* Begin Exercise input *
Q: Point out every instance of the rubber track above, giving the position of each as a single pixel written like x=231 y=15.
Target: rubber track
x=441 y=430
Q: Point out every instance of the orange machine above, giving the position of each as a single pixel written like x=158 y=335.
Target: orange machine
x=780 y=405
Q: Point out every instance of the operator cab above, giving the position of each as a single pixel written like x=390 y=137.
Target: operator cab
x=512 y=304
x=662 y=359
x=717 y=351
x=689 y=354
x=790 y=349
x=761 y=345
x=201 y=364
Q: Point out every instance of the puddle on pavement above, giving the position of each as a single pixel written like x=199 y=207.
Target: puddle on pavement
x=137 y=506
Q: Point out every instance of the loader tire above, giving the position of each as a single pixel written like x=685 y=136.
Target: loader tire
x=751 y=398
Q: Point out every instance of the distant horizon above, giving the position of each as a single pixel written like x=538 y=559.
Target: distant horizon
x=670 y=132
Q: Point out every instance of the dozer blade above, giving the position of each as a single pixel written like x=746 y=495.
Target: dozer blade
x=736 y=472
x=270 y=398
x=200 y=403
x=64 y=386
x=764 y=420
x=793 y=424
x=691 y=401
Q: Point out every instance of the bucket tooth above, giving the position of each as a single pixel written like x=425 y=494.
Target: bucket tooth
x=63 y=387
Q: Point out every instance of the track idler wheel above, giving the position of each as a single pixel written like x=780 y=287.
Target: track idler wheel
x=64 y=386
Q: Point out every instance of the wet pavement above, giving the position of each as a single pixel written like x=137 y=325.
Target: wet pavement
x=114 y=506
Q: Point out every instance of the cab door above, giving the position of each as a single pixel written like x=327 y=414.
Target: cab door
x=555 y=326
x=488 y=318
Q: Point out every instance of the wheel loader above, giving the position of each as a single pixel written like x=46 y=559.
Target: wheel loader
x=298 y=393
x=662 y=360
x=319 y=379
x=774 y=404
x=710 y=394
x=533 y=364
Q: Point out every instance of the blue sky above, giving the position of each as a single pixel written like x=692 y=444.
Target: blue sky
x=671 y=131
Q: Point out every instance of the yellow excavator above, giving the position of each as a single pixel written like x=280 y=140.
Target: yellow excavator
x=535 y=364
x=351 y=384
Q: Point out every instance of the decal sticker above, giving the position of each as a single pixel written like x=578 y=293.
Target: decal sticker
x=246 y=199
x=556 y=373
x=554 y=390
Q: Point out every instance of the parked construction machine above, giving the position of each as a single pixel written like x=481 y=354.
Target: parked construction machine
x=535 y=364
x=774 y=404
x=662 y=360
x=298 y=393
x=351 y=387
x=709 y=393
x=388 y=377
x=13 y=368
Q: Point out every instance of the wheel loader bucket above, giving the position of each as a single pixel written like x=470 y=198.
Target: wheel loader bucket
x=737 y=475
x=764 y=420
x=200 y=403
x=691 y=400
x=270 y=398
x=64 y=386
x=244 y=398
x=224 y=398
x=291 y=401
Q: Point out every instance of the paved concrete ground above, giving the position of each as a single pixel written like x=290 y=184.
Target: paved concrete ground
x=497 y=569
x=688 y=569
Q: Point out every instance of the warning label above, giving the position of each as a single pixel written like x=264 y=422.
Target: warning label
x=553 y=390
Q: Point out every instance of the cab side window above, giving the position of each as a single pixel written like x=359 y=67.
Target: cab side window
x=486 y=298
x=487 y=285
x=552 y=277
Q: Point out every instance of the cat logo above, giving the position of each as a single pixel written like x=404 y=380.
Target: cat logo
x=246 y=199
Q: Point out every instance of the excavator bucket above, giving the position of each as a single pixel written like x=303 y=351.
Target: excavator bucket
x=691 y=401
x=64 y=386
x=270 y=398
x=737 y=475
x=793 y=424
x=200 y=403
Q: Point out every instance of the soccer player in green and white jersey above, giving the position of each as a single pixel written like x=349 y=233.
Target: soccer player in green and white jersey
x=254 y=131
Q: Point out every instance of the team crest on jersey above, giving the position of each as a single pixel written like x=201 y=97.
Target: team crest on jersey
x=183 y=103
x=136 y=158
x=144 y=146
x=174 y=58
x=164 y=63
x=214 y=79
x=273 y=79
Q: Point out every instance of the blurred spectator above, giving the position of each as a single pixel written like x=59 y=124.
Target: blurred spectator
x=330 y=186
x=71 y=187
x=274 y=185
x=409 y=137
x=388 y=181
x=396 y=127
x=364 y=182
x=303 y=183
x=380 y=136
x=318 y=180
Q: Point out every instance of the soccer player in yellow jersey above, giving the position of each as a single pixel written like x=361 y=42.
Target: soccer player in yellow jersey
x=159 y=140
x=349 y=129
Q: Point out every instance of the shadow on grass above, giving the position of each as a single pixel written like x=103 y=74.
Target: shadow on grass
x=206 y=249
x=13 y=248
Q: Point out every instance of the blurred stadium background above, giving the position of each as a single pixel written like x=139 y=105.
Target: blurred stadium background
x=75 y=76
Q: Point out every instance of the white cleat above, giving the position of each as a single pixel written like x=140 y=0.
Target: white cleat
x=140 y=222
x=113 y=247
* End Exercise input *
Rescale the material starting at the line that contains "Q: Point out every instance of the wheel loader above, giving" and ending at the line that contains "x=554 y=390", reproducing every line, requests included. Multiply each x and y coordinate in the answers by 2.2 and round to whole numbers, with halves rounded up; leave the numbers in the requests and their format samples unchanged.

- _Solution to this exercise_
Q: Point out every instance of the wheel loader above, giving the position of each as a single pixel written like x=46 y=559.
Target: wheel loader
x=656 y=865
x=1456 y=792
x=702 y=834
x=1703 y=889
x=1562 y=867
x=1173 y=801
Q: Point out every instance of the blue sky above, giving the position of each as a single pixel written like x=692 y=444.
Target: blue sky
x=1476 y=288
Q: Point out every instance of the yellow excavator above, giving the position of each as a single pixel written like x=280 y=140.
Target: yellow excavator
x=1177 y=801
x=772 y=845
Q: Point out every instance of the decal sticker above, giving the position of each as a single pixel written like x=578 y=293.
Target: decal sticker
x=541 y=438
x=1223 y=821
x=1219 y=858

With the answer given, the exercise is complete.